> 引用文
---
これが何を意味するかといえば、日本の政府債務残高と民間の信用創造の和としての通貨発行総量は(、それを多くはないとした前項後半の議論とは反対に)実はとても多く、ただそれが出回っていないからインフレになっていないだけだということです。日本人は、政府が政府債務残高を増やして発行した通貨をせっせと溜め込んで使わないので、政府がさらに政府債務残高を増やして通貨を発行して支出せざるをえないという状況を作ってきたわけです。

この日本のマーシャルのKの大きさを踏まえると、この溜め込んだお金が何かのきっかけで一気に動き出すとき、名目GDPによって大まかに表現されている供給能力に対して過度な需要が発生し(なんといってもお金の名目GDPに対する比率が欧米の2倍なのです日本は高インフレに陥る可能性があるということになるでしょう。そして、インフレはインフレを呼ぶ自己強化的なフィードバックループを持っています。マーシャルのKが高いという点において、日本はインフレ時限爆弾を抱えており、「危機」が存在しているわけです。マーシャルのKが欧米の2倍ある以上、欧米と同じぐらいお金が動くようになれば、単純計算で物価は2倍になっても不思議はないということになるでしょう。

この問題意識を踏まえるなら、日本に必要な政策は、時限爆弾を強化することになる「政府債務残高=通貨発行量」をあまり増やさないようにしながら、現に溜め込まれているお金を徐々に動かしていくという政策ということになるでしょう。そうして、名目GDPを引き上げつつ、マネーストックはあまり増加させないことで、マーシャルのKを低下させていくのです。

本筋に戻りましょう。ここまで考えれば、松田氏のポストに暗に表現されているBTCの強みとMMT(が語る主権通貨)の弱みが見えてくるでしょう。
---
> 記録資料
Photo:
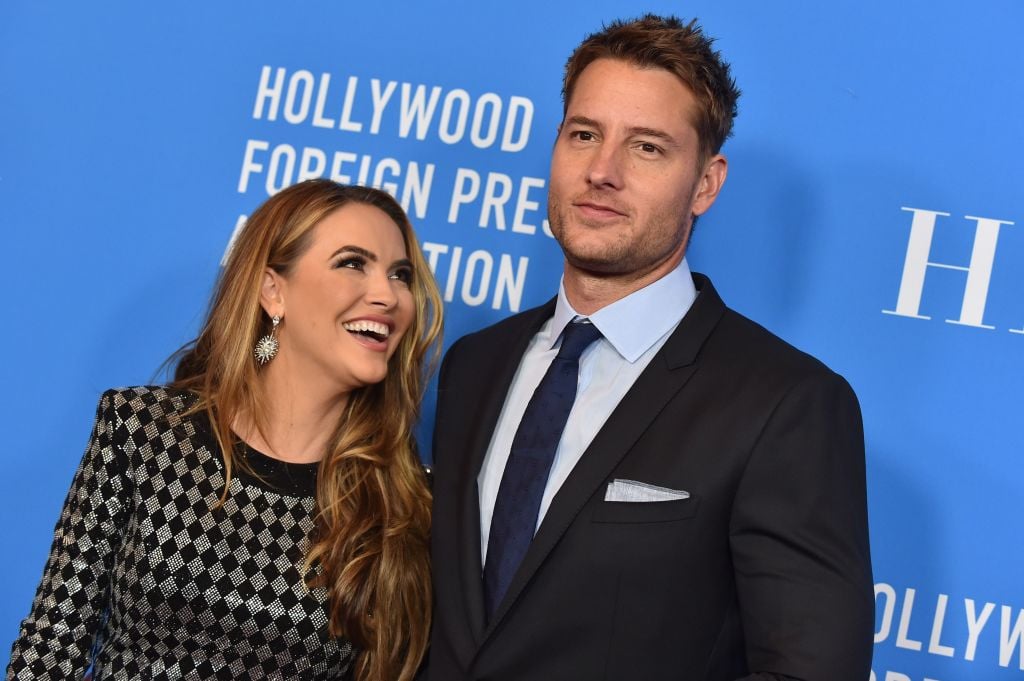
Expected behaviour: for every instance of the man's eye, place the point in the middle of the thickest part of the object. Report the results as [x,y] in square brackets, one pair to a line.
---
> 作業内容
(a) マーシャルのKを論じた引用文に出てくるアルファベット表記の語を、重複を除いてすべて挙げてください。
(b) マーシャルのKを論じた引用文では、日本のマーシャルのKは欧米の何倍とされていますか。
(c) マーシャルのKを論じた引用文を、最後の文の後から書き継いでください。
資料は引用文とは別の出典から得たものです。

> 回答
(a) K、GDP、BTC、MMT

(b) 欧米の2倍とされています。

(c)
すなわち、BTCは厳密に発行総量が2100万枚と制限されているのに対して、MMTの語る主権通貨は、発行量に制限がないのです。MMTが語るように、政府は決して債務不履行に陥らないがゆえに、国債発行の形態で行われる政府の通貨発行には限界がありません。また民間に目を転じても、人々が借金をしようとし、銀行が返済が見込めると考えて融資をしようとするならば、通貨はどこまでも増えていくのです。

要するに、BTCの強みは(ブロックチェーン技術で非中央集権的に取引記録が管理されていることに加えて)まさにその厳密な希少性にあり、MMT的主権通貨の弱みは希少性の欠如です。もちろん、急いで付け加えるなら、政府は政策金利を上げることで民間の信用創造を抑制し、増税を行うことで通貨を回収することができます。つまり、政府は金融政策と財政政策の両面において、通貨に相対的な希少性を回復させることができます。

だから、政府は緩やかなインフレには十分対応できるはずなのですが、問題は、上で論じたように、日本のマーシャルのKの高さに表現されている「溜め込み」の状況です。このように過度に溜め込まれた貨幣が一気に動くときには、一種の資本逃避のような形で、貨幣価値の急落、インフレショックが起きないとも限らないように思われるのです。

最後に議論をフェアにするために付け加えれば、BTCの強みはBTCの弱みでもあり、MMTの弱みはMMTの強みでもあります。というのも、MMT的な貨幣には発行量に制限がないからこそ、経済成長とそれによる取引量の増大を前提とする現代において採用されているとも言えるからです。

逆にBTCがデジタル・ゴールドないし暗号資産になりうるとしても、世界で実際に通貨として使われる、仮想通貨となりえないのは、その量が少なすぎて経済成長に対応できないから、言い換えると、もしそれが通貨なら破滅的なデフレが世界を覆うことになるからなのです。それこそデジタル・ゴールドならぬゴールドが通貨としては役割を終えざるをえなかった理由でもあるのです。

結論:主流派経済学の「間抜け比べ」的貨幣観の再評価

以上の議論をまとめましょう。主流派経済学の貨幣観は「貨幣は受け取られると想定されるから受け取られる」という、貨幣の究極的な根拠を不在とみなす貨幣観でした。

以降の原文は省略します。